▶ Work to do: Drop every picture, then transcribe the remaining data exactly.

───── The data

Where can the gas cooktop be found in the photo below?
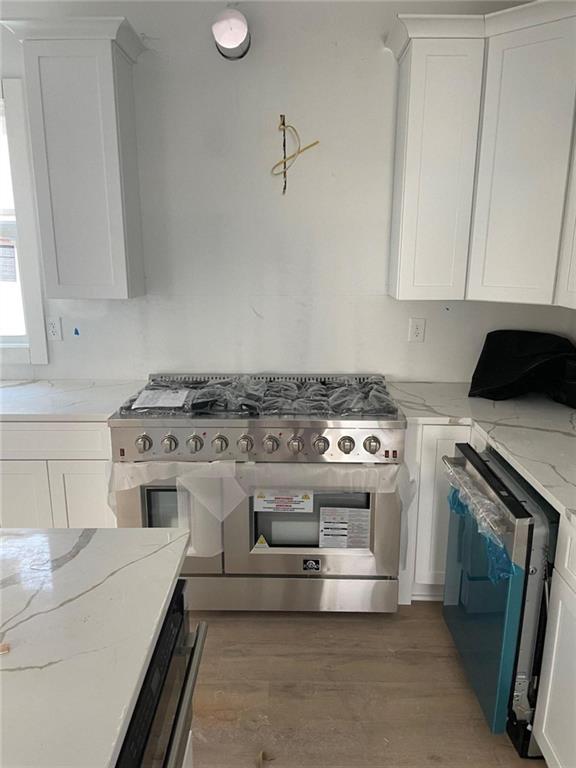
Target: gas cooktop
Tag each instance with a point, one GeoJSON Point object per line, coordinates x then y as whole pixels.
{"type": "Point", "coordinates": [260, 417]}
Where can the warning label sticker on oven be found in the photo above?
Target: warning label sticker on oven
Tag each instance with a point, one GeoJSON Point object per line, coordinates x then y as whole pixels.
{"type": "Point", "coordinates": [268, 500]}
{"type": "Point", "coordinates": [344, 528]}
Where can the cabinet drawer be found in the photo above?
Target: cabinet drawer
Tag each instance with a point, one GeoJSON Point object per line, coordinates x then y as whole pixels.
{"type": "Point", "coordinates": [66, 440]}
{"type": "Point", "coordinates": [565, 562]}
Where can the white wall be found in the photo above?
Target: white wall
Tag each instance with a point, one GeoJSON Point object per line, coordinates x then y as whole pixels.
{"type": "Point", "coordinates": [239, 277]}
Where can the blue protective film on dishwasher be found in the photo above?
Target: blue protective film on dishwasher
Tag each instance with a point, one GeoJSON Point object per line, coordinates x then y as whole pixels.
{"type": "Point", "coordinates": [499, 564]}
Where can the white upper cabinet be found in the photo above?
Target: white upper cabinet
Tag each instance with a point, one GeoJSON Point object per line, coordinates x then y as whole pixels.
{"type": "Point", "coordinates": [566, 283]}
{"type": "Point", "coordinates": [78, 75]}
{"type": "Point", "coordinates": [523, 165]}
{"type": "Point", "coordinates": [439, 92]}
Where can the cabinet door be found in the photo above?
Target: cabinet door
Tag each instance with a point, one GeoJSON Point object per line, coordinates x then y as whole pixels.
{"type": "Point", "coordinates": [24, 495]}
{"type": "Point", "coordinates": [80, 119]}
{"type": "Point", "coordinates": [555, 718]}
{"type": "Point", "coordinates": [80, 494]}
{"type": "Point", "coordinates": [440, 84]}
{"type": "Point", "coordinates": [524, 158]}
{"type": "Point", "coordinates": [566, 284]}
{"type": "Point", "coordinates": [433, 512]}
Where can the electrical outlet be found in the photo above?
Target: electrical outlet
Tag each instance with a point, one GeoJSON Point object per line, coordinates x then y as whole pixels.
{"type": "Point", "coordinates": [416, 329]}
{"type": "Point", "coordinates": [54, 329]}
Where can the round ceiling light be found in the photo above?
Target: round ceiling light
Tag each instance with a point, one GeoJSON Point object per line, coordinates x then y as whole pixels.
{"type": "Point", "coordinates": [231, 34]}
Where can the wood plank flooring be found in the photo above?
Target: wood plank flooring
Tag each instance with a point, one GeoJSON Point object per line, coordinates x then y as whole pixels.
{"type": "Point", "coordinates": [339, 691]}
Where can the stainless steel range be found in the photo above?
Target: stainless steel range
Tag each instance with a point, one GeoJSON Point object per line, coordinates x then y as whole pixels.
{"type": "Point", "coordinates": [288, 484]}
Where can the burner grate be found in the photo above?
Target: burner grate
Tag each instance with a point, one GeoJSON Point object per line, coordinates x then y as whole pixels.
{"type": "Point", "coordinates": [299, 378]}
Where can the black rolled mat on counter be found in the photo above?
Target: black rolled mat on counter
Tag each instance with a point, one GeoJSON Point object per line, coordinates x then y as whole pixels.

──────────

▶ Full output:
Where can the gas cooktop be found in the photo below?
Target: gas cooktop
Tag each instance with a point, one GeoJSON Point object per line, coordinates x then y as whole pixels.
{"type": "Point", "coordinates": [260, 417]}
Where can the warning label sticker on oven be found in the photo above?
Target: warning label sticker on oven
Tag each instance with a point, one GeoJSON Point object per line, coordinates x then y as whole pixels.
{"type": "Point", "coordinates": [268, 500]}
{"type": "Point", "coordinates": [344, 528]}
Where can the cabinet drawer be found in the photo above?
Target: cabinet drawer
Tag each instance with a point, one GeoJSON Point object per line, coordinates x then y as whole pixels.
{"type": "Point", "coordinates": [66, 440]}
{"type": "Point", "coordinates": [565, 562]}
Where can the white wall be found in the photo above?
Target: white wall
Tag each instance with a point, one GeoJSON Point object per line, coordinates x then y as whole pixels.
{"type": "Point", "coordinates": [239, 277]}
Where can the blue protective film on dishwasher be found in the photo above?
Target: blue protective film on dishwasher
Tag each instance with a point, one GeoJSON Point object per line, coordinates x then y as whole pixels.
{"type": "Point", "coordinates": [499, 564]}
Where can the white upper cabinet be found in the photo above?
Target: white upper cabinet
Tag each instance with a point, one GeoJSON Point object per line, coordinates x then y as whole pixels.
{"type": "Point", "coordinates": [566, 283]}
{"type": "Point", "coordinates": [78, 75]}
{"type": "Point", "coordinates": [523, 165]}
{"type": "Point", "coordinates": [439, 92]}
Where can the cabinet door be found in the photo above?
Target: cabinet door
Tag each instance with a point, one GeoJSON Point object per line, coordinates x then y as whole pixels.
{"type": "Point", "coordinates": [24, 495]}
{"type": "Point", "coordinates": [80, 119]}
{"type": "Point", "coordinates": [555, 718]}
{"type": "Point", "coordinates": [80, 494]}
{"type": "Point", "coordinates": [440, 84]}
{"type": "Point", "coordinates": [524, 158]}
{"type": "Point", "coordinates": [566, 284]}
{"type": "Point", "coordinates": [433, 512]}
Where can the electrical outlet be found in the photo above?
Target: electrical outlet
Tag each instance with a point, one GeoJSON Point object per line, coordinates x then y as whole pixels.
{"type": "Point", "coordinates": [416, 329]}
{"type": "Point", "coordinates": [54, 329]}
Where can the round ceiling light be found in the photo above?
Target: round ceiling light
Tag each instance with a point, one GeoJSON Point object per line, coordinates x then y as whole pixels.
{"type": "Point", "coordinates": [231, 34]}
Where can the wood plank flooring be found in the photo above?
Target: wood plank flooring
Tag each instance with a point, one GeoJSON Point object per line, coordinates x then y as whole pixels.
{"type": "Point", "coordinates": [339, 691]}
Where can the stainless steel range be found in the photo above?
Target: stainless steel range
Tag each instance with a point, one GeoJSON Point object per line, coordinates x then y as whole pixels.
{"type": "Point", "coordinates": [288, 484]}
Where can the burner grate be found in the photo above?
Target: burner grate
Tag each instance with a point, one GeoJSON Point object per line, coordinates x then y as whole pixels.
{"type": "Point", "coordinates": [299, 378]}
Where can the black rolled mat on counter be found in the photo above?
Target: black rolled mat on counter
Tag each instance with a point, one GeoJSON Point object per line, coordinates x then y as whole pixels.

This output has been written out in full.